◆ Activity
Of all the lines in the records below, copy only those that contain the string "photo".

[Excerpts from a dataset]
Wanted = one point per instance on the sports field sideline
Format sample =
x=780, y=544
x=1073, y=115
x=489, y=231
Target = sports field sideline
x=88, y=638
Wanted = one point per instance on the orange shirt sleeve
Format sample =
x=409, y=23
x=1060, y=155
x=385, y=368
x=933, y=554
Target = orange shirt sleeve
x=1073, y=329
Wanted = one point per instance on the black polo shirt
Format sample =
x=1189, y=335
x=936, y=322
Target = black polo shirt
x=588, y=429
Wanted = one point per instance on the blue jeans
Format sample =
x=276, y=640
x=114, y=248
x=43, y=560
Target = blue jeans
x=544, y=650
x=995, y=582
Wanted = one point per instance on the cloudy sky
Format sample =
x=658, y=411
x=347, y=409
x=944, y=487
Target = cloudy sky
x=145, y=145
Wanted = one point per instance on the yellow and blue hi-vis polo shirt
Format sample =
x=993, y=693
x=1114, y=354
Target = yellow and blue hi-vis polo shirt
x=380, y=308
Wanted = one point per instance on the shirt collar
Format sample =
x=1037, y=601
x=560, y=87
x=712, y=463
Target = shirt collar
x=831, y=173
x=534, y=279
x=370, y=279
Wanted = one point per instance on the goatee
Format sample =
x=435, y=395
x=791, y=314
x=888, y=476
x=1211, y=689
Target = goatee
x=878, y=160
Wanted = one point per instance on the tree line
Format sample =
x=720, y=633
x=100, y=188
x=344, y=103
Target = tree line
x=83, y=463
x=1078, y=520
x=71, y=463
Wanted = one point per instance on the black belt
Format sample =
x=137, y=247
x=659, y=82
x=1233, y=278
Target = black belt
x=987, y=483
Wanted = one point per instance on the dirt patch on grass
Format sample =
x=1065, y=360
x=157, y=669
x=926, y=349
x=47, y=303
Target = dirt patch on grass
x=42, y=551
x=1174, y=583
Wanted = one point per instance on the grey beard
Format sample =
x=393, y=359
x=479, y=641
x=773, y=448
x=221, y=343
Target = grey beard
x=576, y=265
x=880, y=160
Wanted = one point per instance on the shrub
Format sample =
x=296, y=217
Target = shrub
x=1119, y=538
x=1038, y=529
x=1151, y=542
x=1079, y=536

==

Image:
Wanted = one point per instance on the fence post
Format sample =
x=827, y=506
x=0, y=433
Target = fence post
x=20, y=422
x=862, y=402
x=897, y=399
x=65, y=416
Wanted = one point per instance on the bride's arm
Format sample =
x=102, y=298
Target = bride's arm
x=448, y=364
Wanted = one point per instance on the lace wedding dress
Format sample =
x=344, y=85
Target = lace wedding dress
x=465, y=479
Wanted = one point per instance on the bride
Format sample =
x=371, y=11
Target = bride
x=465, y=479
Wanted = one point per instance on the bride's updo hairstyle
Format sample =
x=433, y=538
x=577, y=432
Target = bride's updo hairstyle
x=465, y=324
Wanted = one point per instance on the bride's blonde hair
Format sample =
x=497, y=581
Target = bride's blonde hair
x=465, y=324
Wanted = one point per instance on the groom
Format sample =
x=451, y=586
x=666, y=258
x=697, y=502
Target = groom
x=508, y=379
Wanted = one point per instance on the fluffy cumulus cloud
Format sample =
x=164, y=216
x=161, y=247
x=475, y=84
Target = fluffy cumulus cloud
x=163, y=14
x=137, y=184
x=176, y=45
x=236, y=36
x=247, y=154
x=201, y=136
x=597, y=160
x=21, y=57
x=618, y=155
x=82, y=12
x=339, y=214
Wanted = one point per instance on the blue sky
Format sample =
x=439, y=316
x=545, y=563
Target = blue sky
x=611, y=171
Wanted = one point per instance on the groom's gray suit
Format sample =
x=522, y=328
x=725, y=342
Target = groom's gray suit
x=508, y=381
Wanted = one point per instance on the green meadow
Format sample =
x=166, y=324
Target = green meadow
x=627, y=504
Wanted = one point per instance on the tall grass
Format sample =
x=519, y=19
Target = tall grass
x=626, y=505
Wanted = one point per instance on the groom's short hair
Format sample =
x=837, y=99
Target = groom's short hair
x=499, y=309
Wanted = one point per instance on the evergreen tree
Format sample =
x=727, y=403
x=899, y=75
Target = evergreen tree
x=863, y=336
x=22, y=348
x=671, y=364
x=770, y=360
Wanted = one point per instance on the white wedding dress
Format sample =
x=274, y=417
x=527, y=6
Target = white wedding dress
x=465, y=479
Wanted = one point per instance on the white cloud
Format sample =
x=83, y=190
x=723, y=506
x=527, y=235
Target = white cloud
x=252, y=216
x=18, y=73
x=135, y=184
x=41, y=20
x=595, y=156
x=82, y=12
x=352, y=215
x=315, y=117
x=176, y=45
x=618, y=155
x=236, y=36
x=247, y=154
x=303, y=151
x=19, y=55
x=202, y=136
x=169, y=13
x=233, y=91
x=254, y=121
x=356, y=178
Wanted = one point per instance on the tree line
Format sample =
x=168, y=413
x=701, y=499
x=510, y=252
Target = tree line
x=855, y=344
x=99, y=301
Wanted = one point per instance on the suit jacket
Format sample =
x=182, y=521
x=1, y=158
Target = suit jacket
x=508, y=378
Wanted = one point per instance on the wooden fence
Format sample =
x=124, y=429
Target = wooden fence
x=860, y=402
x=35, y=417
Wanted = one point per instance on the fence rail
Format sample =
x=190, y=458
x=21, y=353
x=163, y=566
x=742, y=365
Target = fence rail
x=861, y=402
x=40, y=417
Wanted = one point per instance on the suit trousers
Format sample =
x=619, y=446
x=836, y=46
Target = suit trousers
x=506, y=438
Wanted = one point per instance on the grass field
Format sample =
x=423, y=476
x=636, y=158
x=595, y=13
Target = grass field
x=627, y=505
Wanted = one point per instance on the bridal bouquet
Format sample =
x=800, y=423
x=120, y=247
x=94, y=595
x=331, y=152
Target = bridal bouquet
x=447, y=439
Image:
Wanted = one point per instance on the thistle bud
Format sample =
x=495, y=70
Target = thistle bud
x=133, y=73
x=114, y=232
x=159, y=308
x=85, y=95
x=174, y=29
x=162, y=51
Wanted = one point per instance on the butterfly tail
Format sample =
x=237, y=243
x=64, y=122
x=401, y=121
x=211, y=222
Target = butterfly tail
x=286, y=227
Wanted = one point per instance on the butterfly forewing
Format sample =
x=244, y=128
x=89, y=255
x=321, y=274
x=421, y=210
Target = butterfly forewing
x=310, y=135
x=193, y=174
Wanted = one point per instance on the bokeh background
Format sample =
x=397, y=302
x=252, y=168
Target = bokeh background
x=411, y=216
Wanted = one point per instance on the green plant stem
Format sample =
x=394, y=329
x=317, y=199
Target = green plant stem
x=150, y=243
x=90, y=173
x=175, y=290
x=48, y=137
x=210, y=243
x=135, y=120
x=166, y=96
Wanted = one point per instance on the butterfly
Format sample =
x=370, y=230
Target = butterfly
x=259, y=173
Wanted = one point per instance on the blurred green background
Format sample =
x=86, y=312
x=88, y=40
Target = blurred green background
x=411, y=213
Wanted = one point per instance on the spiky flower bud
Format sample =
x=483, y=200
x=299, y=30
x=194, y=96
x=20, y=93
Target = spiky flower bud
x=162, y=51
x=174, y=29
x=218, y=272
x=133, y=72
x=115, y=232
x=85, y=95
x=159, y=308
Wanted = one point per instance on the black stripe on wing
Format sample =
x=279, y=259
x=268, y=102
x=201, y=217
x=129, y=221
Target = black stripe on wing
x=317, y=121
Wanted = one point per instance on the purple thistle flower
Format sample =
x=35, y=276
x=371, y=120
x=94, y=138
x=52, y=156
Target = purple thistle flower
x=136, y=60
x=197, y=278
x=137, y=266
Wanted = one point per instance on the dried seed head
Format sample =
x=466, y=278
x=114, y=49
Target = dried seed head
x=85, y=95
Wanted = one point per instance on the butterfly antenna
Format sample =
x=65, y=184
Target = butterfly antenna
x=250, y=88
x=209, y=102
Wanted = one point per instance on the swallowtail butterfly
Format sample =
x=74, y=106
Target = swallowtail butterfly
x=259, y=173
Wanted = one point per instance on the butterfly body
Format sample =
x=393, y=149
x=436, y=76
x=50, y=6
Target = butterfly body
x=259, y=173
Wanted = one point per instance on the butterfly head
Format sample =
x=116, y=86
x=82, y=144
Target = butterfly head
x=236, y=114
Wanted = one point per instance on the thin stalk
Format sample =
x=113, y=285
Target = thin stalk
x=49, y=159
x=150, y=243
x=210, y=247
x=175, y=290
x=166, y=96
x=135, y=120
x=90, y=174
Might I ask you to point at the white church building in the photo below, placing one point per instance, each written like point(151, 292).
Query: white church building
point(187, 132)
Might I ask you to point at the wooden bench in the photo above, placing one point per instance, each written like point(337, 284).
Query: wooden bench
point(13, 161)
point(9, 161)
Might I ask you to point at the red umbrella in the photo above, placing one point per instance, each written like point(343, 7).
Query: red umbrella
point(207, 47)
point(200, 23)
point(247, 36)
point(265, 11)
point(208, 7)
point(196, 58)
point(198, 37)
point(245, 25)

◆ Answer box
Might I ask you to point at the white church building in the photo below, placing one point per instance, each written like point(151, 292).
Might I ask you to point at the wooden bench in the photo above, placing one point per instance, each written like point(337, 284).
Might I ask you to point at the red umbrella in the photo above, placing one point per instance, each written like point(343, 7).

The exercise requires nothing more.